##### Input for this task #####

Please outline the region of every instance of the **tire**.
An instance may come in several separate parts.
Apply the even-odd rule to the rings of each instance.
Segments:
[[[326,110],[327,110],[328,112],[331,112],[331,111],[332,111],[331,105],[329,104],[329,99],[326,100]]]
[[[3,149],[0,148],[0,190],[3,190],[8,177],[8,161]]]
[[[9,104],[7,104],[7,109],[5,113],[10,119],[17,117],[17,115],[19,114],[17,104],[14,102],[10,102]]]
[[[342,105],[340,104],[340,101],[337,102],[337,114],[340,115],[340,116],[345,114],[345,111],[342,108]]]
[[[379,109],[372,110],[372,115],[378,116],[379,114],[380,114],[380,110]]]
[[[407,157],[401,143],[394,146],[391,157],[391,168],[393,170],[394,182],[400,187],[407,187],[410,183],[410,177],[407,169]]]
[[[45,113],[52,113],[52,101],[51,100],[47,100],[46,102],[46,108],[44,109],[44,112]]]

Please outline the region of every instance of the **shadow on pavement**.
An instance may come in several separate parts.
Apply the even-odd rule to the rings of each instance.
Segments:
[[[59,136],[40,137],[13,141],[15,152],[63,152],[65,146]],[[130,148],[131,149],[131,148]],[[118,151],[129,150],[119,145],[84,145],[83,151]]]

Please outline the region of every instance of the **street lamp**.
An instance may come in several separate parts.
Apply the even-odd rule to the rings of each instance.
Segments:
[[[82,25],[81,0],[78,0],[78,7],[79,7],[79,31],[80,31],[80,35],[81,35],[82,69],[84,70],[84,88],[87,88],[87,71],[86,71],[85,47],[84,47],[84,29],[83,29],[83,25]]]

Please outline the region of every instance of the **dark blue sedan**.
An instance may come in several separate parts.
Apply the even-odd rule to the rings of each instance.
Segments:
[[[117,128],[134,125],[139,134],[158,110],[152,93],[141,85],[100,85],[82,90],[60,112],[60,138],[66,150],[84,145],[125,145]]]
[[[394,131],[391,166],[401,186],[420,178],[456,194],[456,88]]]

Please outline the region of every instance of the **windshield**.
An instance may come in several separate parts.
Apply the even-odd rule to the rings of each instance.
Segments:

#####
##### Input for this task #####

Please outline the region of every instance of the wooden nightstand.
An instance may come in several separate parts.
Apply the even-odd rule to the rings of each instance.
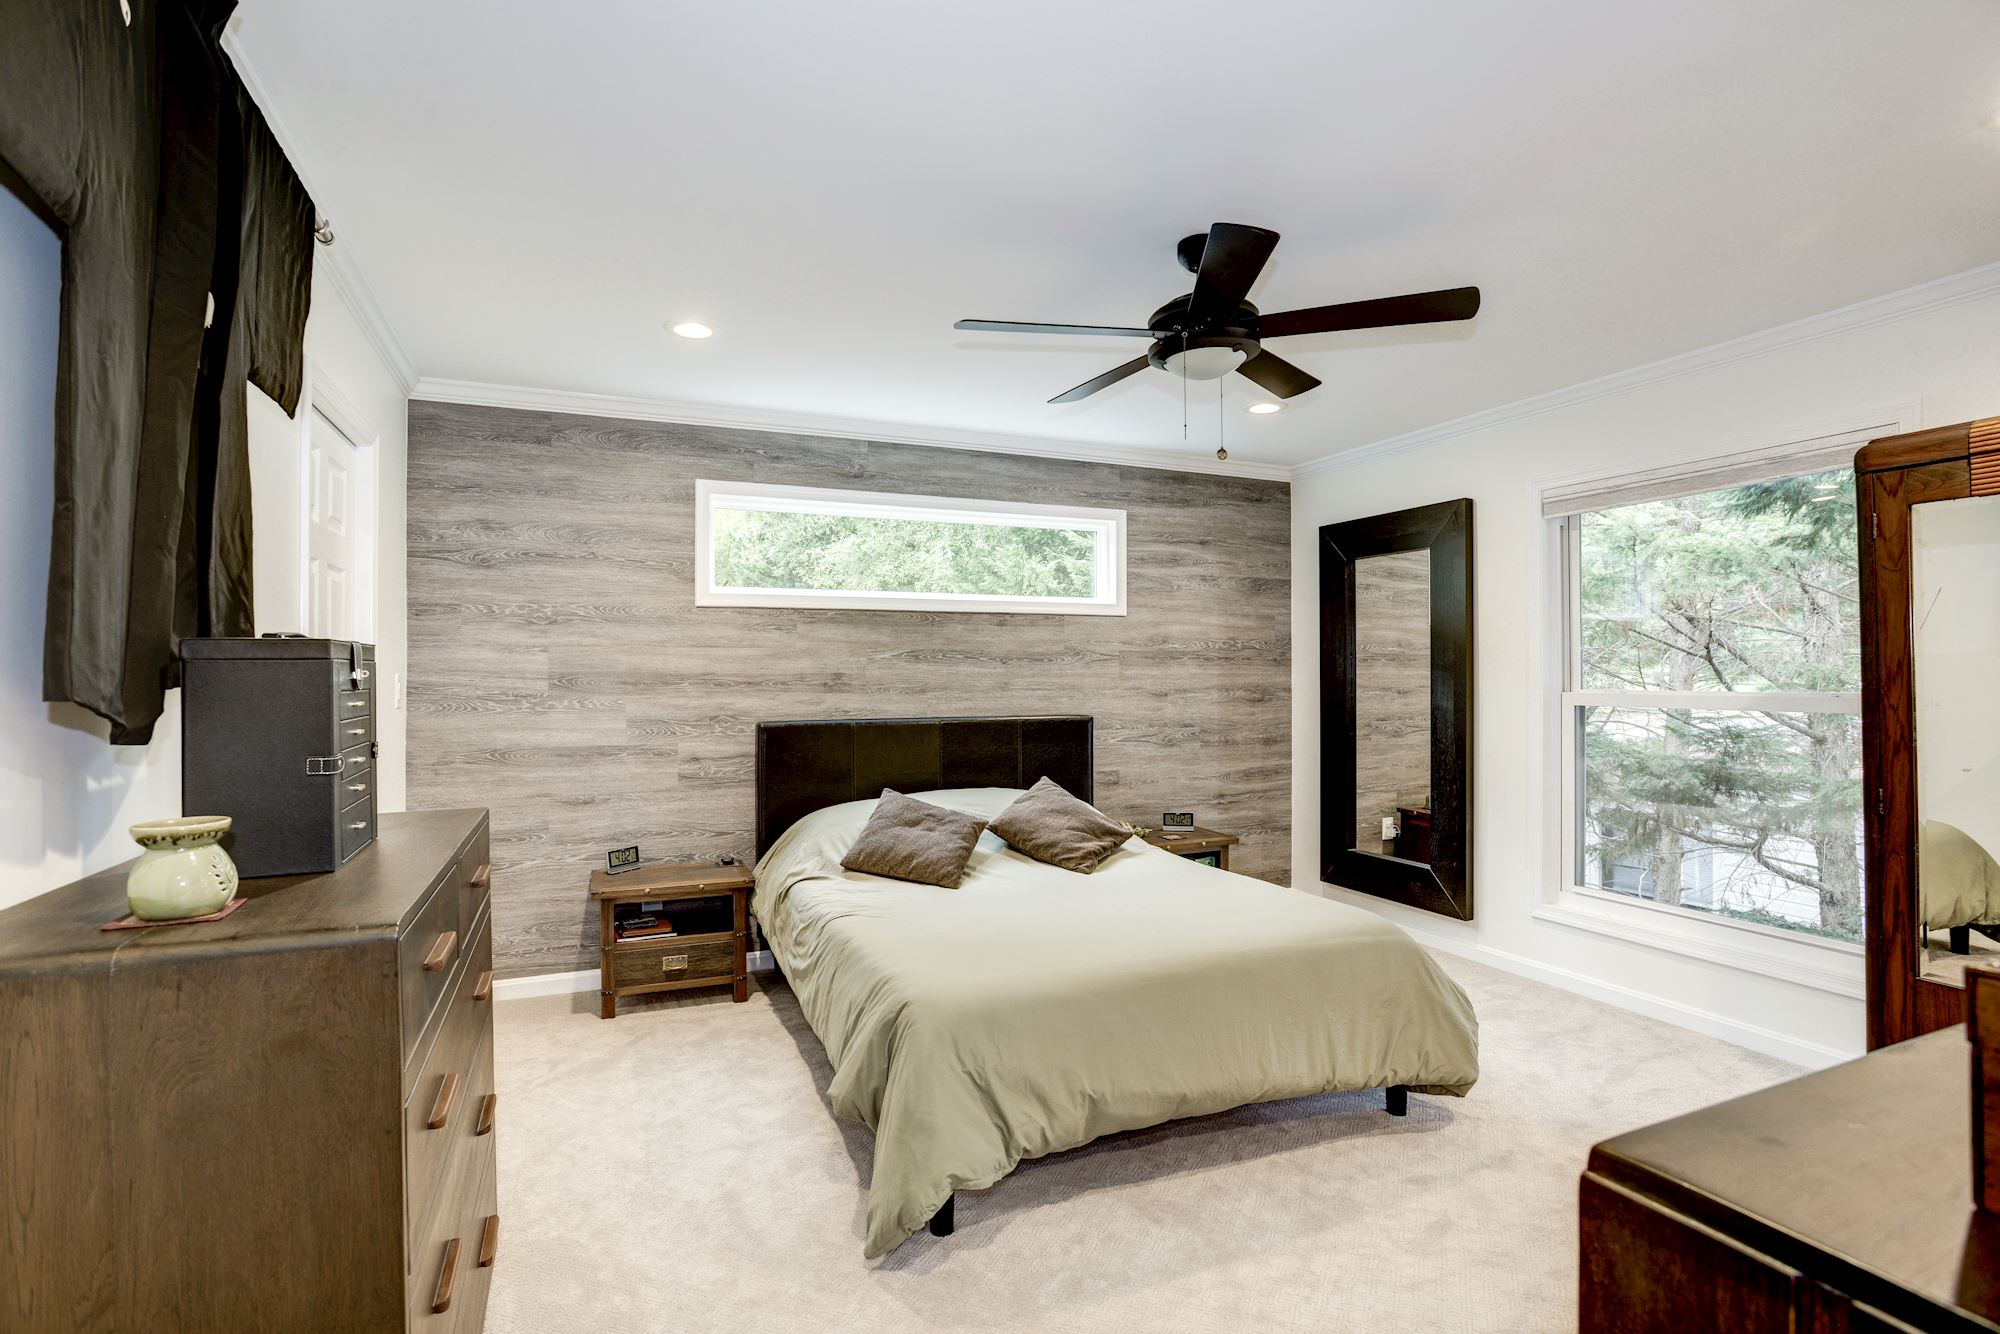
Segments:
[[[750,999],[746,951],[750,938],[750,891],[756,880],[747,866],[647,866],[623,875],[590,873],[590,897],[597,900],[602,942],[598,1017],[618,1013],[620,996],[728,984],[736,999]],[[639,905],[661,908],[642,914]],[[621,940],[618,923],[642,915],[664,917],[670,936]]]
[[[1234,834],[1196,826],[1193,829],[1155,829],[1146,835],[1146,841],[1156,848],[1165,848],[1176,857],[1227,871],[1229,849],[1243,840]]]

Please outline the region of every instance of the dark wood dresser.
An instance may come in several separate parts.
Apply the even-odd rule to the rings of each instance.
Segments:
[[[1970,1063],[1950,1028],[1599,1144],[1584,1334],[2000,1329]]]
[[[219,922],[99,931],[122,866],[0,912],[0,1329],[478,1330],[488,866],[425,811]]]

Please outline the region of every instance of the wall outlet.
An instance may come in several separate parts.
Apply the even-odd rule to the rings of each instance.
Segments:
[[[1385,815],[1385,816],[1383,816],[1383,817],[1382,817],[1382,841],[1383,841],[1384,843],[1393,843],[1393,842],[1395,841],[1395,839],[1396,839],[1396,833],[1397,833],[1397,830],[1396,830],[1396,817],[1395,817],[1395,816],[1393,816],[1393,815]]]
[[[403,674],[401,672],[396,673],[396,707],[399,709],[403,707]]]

#####
##### Input for this task #####

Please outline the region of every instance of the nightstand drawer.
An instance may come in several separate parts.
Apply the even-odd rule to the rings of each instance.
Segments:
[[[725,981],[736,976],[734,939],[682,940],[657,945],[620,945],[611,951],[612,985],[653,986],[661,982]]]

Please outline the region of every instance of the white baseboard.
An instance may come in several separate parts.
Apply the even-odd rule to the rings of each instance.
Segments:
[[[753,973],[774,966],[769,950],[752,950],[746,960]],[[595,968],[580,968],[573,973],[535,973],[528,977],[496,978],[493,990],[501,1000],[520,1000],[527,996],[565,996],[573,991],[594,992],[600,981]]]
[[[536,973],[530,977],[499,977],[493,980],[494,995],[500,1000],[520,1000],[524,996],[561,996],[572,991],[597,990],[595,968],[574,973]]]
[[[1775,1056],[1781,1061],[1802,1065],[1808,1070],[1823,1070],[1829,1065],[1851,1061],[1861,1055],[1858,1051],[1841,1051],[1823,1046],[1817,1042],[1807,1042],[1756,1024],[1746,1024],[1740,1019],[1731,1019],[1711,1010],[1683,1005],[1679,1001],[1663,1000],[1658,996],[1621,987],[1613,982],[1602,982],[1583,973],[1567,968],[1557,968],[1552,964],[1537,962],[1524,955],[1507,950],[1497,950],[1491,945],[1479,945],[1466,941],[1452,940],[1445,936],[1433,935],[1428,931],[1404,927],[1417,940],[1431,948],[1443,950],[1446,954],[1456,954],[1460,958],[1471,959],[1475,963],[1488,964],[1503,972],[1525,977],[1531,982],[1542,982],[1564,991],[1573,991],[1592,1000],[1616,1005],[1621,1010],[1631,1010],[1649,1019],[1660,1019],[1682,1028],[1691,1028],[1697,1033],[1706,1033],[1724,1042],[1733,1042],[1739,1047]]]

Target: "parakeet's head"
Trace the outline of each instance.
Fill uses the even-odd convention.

#####

Scan the material above. Return every line containing the string "outline".

Please outline the region of every instance of the **tire**.
Please outline the region of every instance of the **shadow on pavement**.
Please outline the region of every instance of the **street lamp**.
Please outline the region of every instance of the **dark blue sedan**.
Please outline the region of every instance of the **windshield**.
Please outline the region of every instance of the wooden nightstand.
Please outline the region of every instance of the dark wood dresser.
Please outline the region of every instance of the wall outlet.
Please outline the region of every instance of the nightstand drawer.
Please outline the region of every instance of the white baseboard.
Trace the outline of each instance.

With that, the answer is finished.